_What to produce_:
Go through the whole listing and swap "Expected behaviour" for "What to do" each time it appears, with everything else left the same. Leave out the pictures when you give it back.

_Dataset excerpts on pointing at objects_:
──────────
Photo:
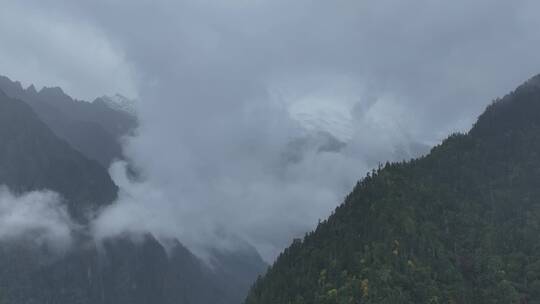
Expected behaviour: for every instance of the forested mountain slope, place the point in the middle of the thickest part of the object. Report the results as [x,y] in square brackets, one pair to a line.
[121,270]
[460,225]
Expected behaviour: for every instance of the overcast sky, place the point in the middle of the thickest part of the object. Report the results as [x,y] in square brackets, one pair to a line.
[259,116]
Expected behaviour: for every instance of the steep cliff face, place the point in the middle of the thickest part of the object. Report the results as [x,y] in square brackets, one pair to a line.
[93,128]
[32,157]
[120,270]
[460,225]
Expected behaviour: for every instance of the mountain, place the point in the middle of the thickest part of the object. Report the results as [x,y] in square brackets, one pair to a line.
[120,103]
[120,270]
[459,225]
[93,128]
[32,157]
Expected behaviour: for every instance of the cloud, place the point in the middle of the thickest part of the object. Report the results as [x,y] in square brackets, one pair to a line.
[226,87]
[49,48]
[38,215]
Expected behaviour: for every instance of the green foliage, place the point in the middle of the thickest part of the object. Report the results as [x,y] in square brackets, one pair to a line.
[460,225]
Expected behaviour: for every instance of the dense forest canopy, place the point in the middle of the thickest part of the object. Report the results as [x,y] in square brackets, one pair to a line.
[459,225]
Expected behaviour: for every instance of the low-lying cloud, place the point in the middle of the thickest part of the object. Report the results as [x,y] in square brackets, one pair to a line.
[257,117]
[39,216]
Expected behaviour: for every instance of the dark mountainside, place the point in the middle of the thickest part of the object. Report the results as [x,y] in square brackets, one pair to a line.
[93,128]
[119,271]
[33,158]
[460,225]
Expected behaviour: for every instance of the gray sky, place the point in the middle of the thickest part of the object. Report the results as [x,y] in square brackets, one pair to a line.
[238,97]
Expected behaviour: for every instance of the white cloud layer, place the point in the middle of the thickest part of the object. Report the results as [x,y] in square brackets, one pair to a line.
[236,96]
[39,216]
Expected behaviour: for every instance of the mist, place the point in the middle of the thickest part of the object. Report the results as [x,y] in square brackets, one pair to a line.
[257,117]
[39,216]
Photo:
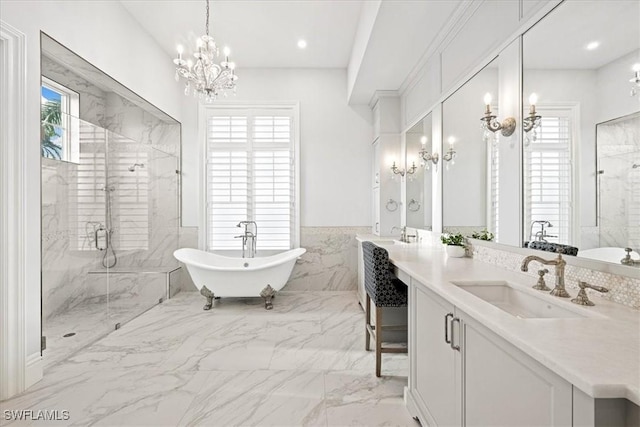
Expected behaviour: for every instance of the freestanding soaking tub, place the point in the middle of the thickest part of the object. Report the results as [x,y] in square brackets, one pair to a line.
──────────
_Result_:
Photo:
What to do: for every instance of the forested mountain slope, place the point in the middle of the thickest part of the object. Report the results as [x,y] in square brackets, one pair to a line.
[121,270]
[460,225]
What to do: for every instance of the overcast sky, place the point in the middle of the thickest part of the object. Report the results as [x,y] in square brackets, one pair to a line.
[259,116]
What to do: for every instance of the steep cliff face, place the point in the middle of the thickest part of the object. Report the results as [x,y] in square brackets, one pair to a line.
[93,128]
[32,157]
[120,270]
[460,225]
What to do: for every instance of the mountain, place the point in the middle of the thickest part of the object. Report the results as [x,y] in square brackets, one pair to a line.
[120,103]
[120,270]
[459,225]
[93,128]
[32,157]
What to do: for every instance of the cloud, place the point in the middle of the thickest part of the object. Report the results as [x,y] in square brackets, one pair to a line.
[226,87]
[49,48]
[38,215]
What to do: for every instance of the green foliage, place the point in the middle of the thickest part of the object. Report the results as [x,y] in square brackets, one pair to a line.
[460,225]
What to do: for every instance of the dense forest canopy, place the point in the middle of the thickest part of the object. Report the results as [x,y] in square brackets, one pair to a line.
[459,225]
What to do: for every instance of the low-lying cloud, place the point in the middle of the thickest part of the object. Report the results as [x,y] in square brackets, one pair to a line.
[257,117]
[39,216]
What to do: for every instance of the dark mountainside, place the point in the middle of the thickest part of the object. Report the results as [x,y] in square brackets, one pair to a line.
[93,128]
[119,271]
[33,158]
[460,225]
What to do: for every instance of the gray sky, place the point in the middle of the thickest part of the object. Report the results as [x,y] in square brackets, one pair to a line.
[238,97]
What to do: for every instance of the white cloud layer, place the point in the middle of the thickest part of the object. Report the results as [x,y] in square brackets, one pair to a line.
[236,96]
[39,216]
What to do: for every instance of the mist, place the point in the middle of the thickest part of the object. Report the results as [x,y] in square brackets, one pair to a line.
[257,117]
[39,216]
Photo:
What to do: for every instance of the freestanding soaking tub, place the point in the middle of the thickest part of the object. Report the results as [x,y] in square brackets, one pair to a line.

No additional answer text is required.